======== Text provided
Hit ‘Em Where It Hurts
Bill, that is what I have been hoping to see sooner than later: these kinds of Life ads in movie theaters. It would be even better if it were done by the Life Foundation and not just one company. I have often wondered when someone would step up and do a Super Bowl ad, but it would be a tough proposition at a hefty price tag. How could you ever manage to convey this message in 30-60 seconds? The theater is the perfect setting and it is long overdue. If we in the industry got together and converted our efforts we could make this a reality by next summer. I think we should use the same Thai production companies that put out these ads.
Uh, yes… this is life. People don’t buy life insurance for what it is; they buy it for what it does. Life Value 101. We should put all this asset under management stuff on the shelf a bit and sell more of it. Love the ads.
Salt Lake City, UT
These ads are ruthlessly exploitative, and their days are likely numbered even in Asia. Modern consumers are not shamed into buying things (although it seems to work with voters.)
There’s nothing wrong with an intense ad, if it portrays an individual experience. These ads portray a class/group experience, because they rely on gender and class roles to make their point. And though these companies are clearly appealing to fathers/caregivers etc., they are intensely alienating females/the young/etc., who are being portrayed as vulnerable, emotionally fragile, etc.
People should buy more life insurance, sure, but maybe it should be made easier to buy, without lining out the medically challenged, those with bad credit, or low education.
New York, NY
I believe that too many life agents have become ashamed of the perceived stigma of being a life insurance agent. Now titles such as Advisor, Financial Planner, Financial Consultant, etc., have replaced the self descriptive of what we really do.
I have included a picture that is near and dear to my heart. It is one of the few pictures I have of my son-in-law Chris holding my grandson shortly after he was born. Unfortunately, Chris was killed 10 months later when an IED exploded under his Humvee in Iraq. It is easy to tell which Thai commercial reminded me of this.
This is what life insurance really is about. Not taxes or investments or any of the other pretty packages we wrap it in. It’s about people.
Thanks for sharing that. I say walk proud and call yourself a life insurance agent…who does a lot of other stuff too.
Gregory F. Weaver
Somebody Has To Say It
Thank you for the consistently helpful information you provide in the National Underwriter. In addition, thank you for sharing your thoughts on the weaknesses of the major rating agencies–S&P in particular.
I regret to say that I disagree with your conclusion. They should not be “fired”. It’s very easy to criticize the NRSRAs. On some grounds, they are guilty.
They are guilty of missing the problems with mortgage-backed securities. So was everyone else, including the National Underwriter. Should you all be fired?
They are guilty of having a very ponderous, deliberative process. However, this process usually generates a tremendous amount of useful information.
With regard to the downgrade of US Government backed debt, they are 100% right. The current levels of debt are unsustainable. The crisis came to a point in which the President of the United States started talking about the possibility of default. If any private company was involved in this type of discussion, there would be no chance that they would maintain a AAA rating or maybe even a BBB rating.
As I’ve read your comments over the past year, I’ve noticed a shift in the National Underwriter–hard to the left. That’s fine. We all have a point of view, and I’m used to the left-leaning perspective in other media outlets. However, I suspect it’s clouding your judgment here–both regarding the NRSRA’s and the U.S. Government.
This is a case of S&P trying to do the right thing, regardless of the cost to them. Notice that the DOJ is attacking the agency now. That seems to be something worthy of journalistic investigation. It certainly appears to be a heavy-handed response from an embarrassed government interested in discrediting and bullying the agency into capitulation.
================
▶ [Try it]
Please copy the reader letters above word for word, from "As I’ve read" up to and including "agency into capitulation.".
======== Extracted records
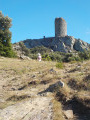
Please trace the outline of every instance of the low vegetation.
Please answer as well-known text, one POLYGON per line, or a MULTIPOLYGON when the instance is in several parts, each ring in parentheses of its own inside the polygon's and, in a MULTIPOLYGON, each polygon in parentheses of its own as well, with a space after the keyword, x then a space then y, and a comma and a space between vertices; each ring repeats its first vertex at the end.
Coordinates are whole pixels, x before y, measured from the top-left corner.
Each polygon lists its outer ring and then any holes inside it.
POLYGON ((41 95, 52 98, 54 120, 65 120, 64 110, 70 106, 73 120, 90 119, 90 60, 57 63, 0 58, 0 77, 0 109, 41 95), (64 87, 49 91, 59 80, 64 87))
POLYGON ((37 59, 37 54, 41 53, 44 61, 57 61, 57 62, 75 62, 90 59, 90 51, 62 53, 53 51, 52 49, 44 46, 37 46, 31 49, 26 48, 23 42, 19 42, 20 51, 22 54, 29 56, 32 59, 37 59))

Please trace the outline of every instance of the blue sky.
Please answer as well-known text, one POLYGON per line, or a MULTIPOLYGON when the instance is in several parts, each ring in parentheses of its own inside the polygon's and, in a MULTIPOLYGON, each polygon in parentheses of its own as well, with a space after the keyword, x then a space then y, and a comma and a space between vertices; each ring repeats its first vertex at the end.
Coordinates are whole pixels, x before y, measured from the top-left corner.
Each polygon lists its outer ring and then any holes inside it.
POLYGON ((0 0, 0 11, 12 18, 12 43, 55 36, 56 17, 68 35, 90 43, 90 0, 0 0))

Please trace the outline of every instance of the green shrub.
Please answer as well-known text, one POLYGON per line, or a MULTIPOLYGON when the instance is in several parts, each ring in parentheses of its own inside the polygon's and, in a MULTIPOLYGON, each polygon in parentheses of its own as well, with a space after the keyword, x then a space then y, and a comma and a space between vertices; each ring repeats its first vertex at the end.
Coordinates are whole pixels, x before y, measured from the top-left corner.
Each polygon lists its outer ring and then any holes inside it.
POLYGON ((56 67, 57 68, 60 68, 60 69, 63 69, 63 63, 62 62, 58 62, 58 63, 56 63, 56 67))

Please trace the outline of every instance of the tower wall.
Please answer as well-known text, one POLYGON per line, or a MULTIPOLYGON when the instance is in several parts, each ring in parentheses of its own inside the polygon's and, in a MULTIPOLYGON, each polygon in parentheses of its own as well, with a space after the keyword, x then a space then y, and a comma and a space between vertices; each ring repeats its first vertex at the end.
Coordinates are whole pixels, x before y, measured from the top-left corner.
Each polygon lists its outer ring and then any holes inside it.
POLYGON ((67 23, 63 18, 55 19, 55 37, 65 37, 67 35, 67 23))

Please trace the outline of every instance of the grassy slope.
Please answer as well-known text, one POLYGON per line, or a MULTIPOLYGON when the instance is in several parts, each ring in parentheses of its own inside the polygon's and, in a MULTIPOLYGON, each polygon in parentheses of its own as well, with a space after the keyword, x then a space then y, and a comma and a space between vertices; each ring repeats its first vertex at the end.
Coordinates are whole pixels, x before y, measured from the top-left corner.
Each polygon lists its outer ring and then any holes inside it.
POLYGON ((65 87, 54 96, 55 120, 64 120, 61 112, 64 100, 76 98, 90 107, 90 60, 78 63, 64 63, 63 69, 56 68, 56 62, 0 58, 0 109, 29 99, 32 88, 41 92, 58 80, 65 87), (55 71, 51 72, 50 69, 55 71), (61 93, 63 99, 60 98, 61 93), (57 99, 56 99, 57 98, 57 99), (61 101, 59 103, 57 100, 61 101), (61 118, 60 118, 61 117, 61 118))

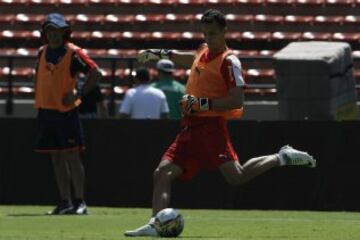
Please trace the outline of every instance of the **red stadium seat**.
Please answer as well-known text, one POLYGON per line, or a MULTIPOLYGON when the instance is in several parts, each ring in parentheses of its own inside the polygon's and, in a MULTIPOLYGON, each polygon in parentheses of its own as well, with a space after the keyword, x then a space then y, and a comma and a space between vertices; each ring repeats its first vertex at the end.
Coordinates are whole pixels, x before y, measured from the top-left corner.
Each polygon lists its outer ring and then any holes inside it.
POLYGON ((275 40, 290 40, 298 41, 301 38, 300 32, 274 32, 271 35, 271 39, 275 40))
POLYGON ((261 50, 259 51, 259 56, 273 56, 277 50, 261 50))
POLYGON ((182 35, 179 32, 153 32, 151 37, 153 39, 179 40, 182 35))
POLYGON ((243 32, 241 34, 241 39, 245 40, 269 40, 270 37, 270 32, 243 32))
POLYGON ((326 6, 349 6, 353 7, 356 4, 355 0, 325 0, 326 6))
POLYGON ((135 16, 135 22, 163 22, 164 19, 165 16, 162 14, 149 14, 149 15, 137 14, 135 16))
POLYGON ((237 57, 253 57, 259 55, 258 50, 233 50, 233 53, 237 57))
POLYGON ((235 6, 238 5, 252 5, 252 6, 264 6, 266 4, 266 0, 234 0, 233 4, 235 6))
POLYGON ((274 69, 248 69, 245 71, 246 79, 256 78, 257 80, 271 80, 275 79, 274 69))
POLYGON ((26 23, 26 22, 31 22, 31 23, 41 23, 45 20, 45 15, 43 14, 24 14, 24 13, 19 13, 16 14, 16 16, 14 17, 14 21, 15 23, 26 23))
POLYGON ((240 41, 240 39, 241 39, 241 33, 240 33, 240 32, 227 32, 227 33, 225 34, 225 37, 226 37, 227 39, 240 41))
POLYGON ((181 37, 184 39, 203 39, 203 34, 200 32, 183 32, 181 37))
POLYGON ((295 3, 296 3, 295 0, 266 0, 267 6, 281 5, 281 6, 290 7, 290 6, 294 5, 295 3))
POLYGON ((343 24, 354 24, 356 26, 359 26, 360 16, 355 16, 355 15, 344 16, 343 24))
POLYGON ((305 6, 324 6, 326 0, 296 0, 296 5, 305 6))
POLYGON ((71 34, 71 38, 79 40, 89 40, 91 38, 91 33, 75 31, 71 34))
POLYGON ((324 32, 304 32, 301 36, 302 40, 331 40, 331 33, 324 32))
POLYGON ((27 3, 27 0, 0 0, 1 5, 24 5, 27 3))
POLYGON ((59 4, 62 5, 88 5, 88 0, 59 0, 59 4))
POLYGON ((181 21, 181 22, 193 22, 196 20, 194 14, 173 14, 168 13, 164 17, 165 21, 181 21))
POLYGON ((13 24, 15 22, 15 15, 13 14, 1 14, 0 15, 0 24, 10 23, 13 24))
POLYGON ((254 16, 250 14, 238 15, 238 14, 226 14, 226 21, 235 23, 252 23, 254 16))
POLYGON ((0 48, 0 56, 13 56, 16 55, 15 48, 0 48))
POLYGON ((314 24, 342 24, 343 16, 315 16, 314 24))
POLYGON ((284 17, 284 23, 287 24, 312 24, 314 21, 313 16, 294 16, 287 15, 284 17))
POLYGON ((30 0, 29 5, 57 6, 59 0, 30 0))
MULTIPOLYGON (((105 17, 103 15, 88 15, 88 14, 77 14, 74 18, 75 24, 77 23, 96 23, 103 24, 105 17)), ((68 19, 68 21, 71 21, 68 19)))
POLYGON ((360 41, 360 33, 334 33, 332 35, 334 41, 360 41))
POLYGON ((113 23, 127 23, 132 24, 135 21, 134 15, 114 15, 108 14, 104 18, 105 22, 113 22, 113 23))
POLYGON ((269 23, 269 24, 280 24, 284 20, 283 16, 280 15, 264 15, 257 14, 254 16, 254 23, 269 23))

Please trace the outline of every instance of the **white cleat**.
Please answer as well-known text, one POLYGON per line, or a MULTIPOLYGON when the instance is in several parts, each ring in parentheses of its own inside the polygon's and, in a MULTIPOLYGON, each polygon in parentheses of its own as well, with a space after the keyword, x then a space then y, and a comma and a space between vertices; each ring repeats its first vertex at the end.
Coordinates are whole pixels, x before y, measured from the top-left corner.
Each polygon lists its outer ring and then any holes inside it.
================
▶ [Response]
As I’ve read your comments over the past year, I’ve noticed a shift in the National Underwriter–hard to the left. That’s fine. We all have a point of view, and I’m used to the left-leaning perspective in other media outlets. However, I suspect it’s clouding your judgment here–both regarding the NRSRA’s and the U.S. Government.
This is a case of S&P trying to do the right thing, regardless of the cost to them. Notice that the DOJ is attacking the agency now. That seems to be something worthy of journalistic investigation. It certainly appears to be a heavy-handed response from an embarrassed government interested in discrediting and bullying the agency into capitulation.